### [Exercise task A]
Turn the lines of the records, from the line containing "roof in the picture above." through the end of the records, both included, into a numbered list with blank lines dropped.

### [Excerpt to read]
———

About a year ago I got a Nexus 5 and have been using Wallet's tap-to-pay ever
since. It's pretty convenient to pull out my phone, flash the loyalty card,
and wave it over the POS terminal. I get a little receipt scrolling up the
screen and a copy is emailed to me.

Now Apple has joined the party and with the two biggest smartphone OSes
supporting tap-to-pay (and with implementations that both work on standard POS
terminals with NFC) it looked like there would finally be some push to get
support from retailers that hadn't updated their terminals yet. Seemed like a
win-win. Both iOS and Android fans would have a convenient and more secure way
to pay for things without any of the lock-in or incompatibility that normally
comes along when Apple and Google are competing in the same space.

———

### [Data extract]

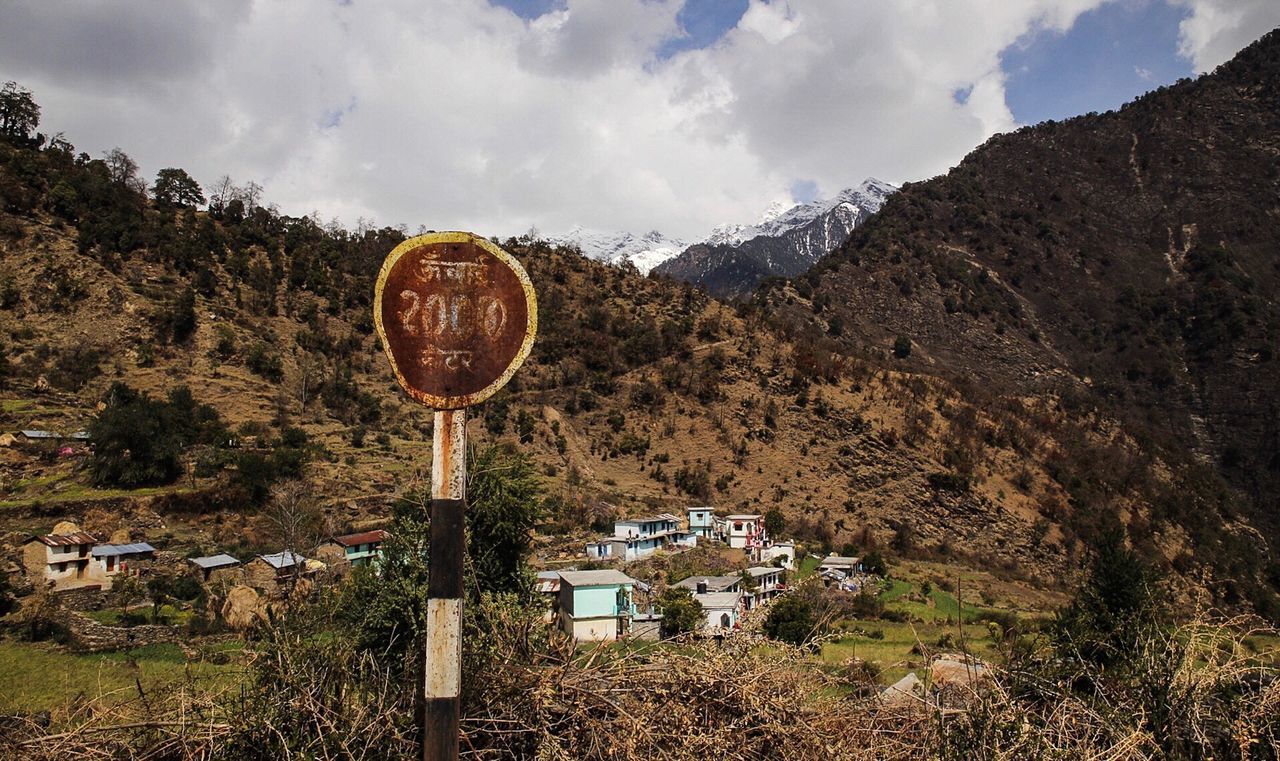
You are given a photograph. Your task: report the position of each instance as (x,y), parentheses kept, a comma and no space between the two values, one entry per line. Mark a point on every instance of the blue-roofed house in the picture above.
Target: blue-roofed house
(112,560)
(352,550)
(595,605)
(214,567)
(639,537)
(702,522)
(268,571)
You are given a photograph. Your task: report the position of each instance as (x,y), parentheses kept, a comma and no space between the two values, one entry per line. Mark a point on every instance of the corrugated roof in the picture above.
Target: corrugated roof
(720,600)
(588,578)
(284,559)
(650,519)
(714,583)
(62,540)
(364,537)
(215,562)
(109,550)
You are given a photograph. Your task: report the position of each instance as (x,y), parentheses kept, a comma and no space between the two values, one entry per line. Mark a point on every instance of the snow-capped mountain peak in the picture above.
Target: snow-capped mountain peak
(653,248)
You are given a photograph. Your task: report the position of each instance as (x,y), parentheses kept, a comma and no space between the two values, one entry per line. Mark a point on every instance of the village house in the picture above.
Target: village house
(268,571)
(548,583)
(711,583)
(595,605)
(767,585)
(639,537)
(722,610)
(744,532)
(840,564)
(112,560)
(842,573)
(702,522)
(352,550)
(215,567)
(63,560)
(782,553)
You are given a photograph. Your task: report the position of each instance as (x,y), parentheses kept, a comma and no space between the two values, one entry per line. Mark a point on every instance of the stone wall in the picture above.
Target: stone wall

———

### [Exercise task B]
Carry on the tap-to-pay post from the point where it stops.

### [Task result A]
1. You are given a photograph. Your task: report the position of each instance as (x,y), parentheses kept, a comma and no space between the two values, one entry per line. Mark a point on every instance of the corrugated roof in the picture above.
2. Target: corrugated roof
3. (720,600)
4. (588,578)
5. (284,559)
6. (650,519)
7. (714,583)
8. (62,540)
9. (364,537)
10. (215,562)
11. (109,550)
12. You are given a photograph. Your task: report the position of each instance as (x,y), parentheses kept, a comma and no space between the two values, one entry per line. Mark a point on every instance of the snow-capped mountain peak in the picture above.
13. Target: snow-capped mountain peak
14. (653,248)
15. You are given a photograph. Your task: report the position of each instance as (x,y), parentheses kept, a comma and no space between the two values, one entry per line. Mark a point on every instance of the village house in the picture above.
16. Target: village house
17. (268,571)
18. (548,583)
19. (711,583)
20. (595,605)
21. (767,585)
22. (639,537)
23. (722,610)
24. (744,532)
25. (840,564)
26. (112,560)
27. (842,573)
28. (702,522)
29. (352,550)
30. (215,567)
31. (63,560)
32. (782,553)
33. You are given a photograph. Your task: report the position of each instance as (x,y), parentheses kept, a comma and no space between the two values, one entry per line. Mark a point on every instance of the stone wall in the picture above.
34. Target: stone wall

### [Task result B]
...but no. These guys are taking a page from the carrier playbook and
deliberately disabling something that has been working for years just as it's
gaining popularity outside the early-adopter/techie space. It's the sort of
thing that bums me out and I wish it didn't affect so many retailers so I
could participate in my own ineffective (but satisfying) boycott. As it
stands, I guess I'll just go back to the plastic because there's no way I'm
installing this CurrenC nonsense.

It would have been nicer if they competed by building their own NFC
implementation that also worked on common hardware (a-la Wallet and Pay) so
users could choose to use it if they wanted. Maybe they could offer coupons or
some other reason people might decide to opt in. At least that would be
competing in a way that didn't hurt overall adoption. Instead they went the
route of scumbags like cell carriers.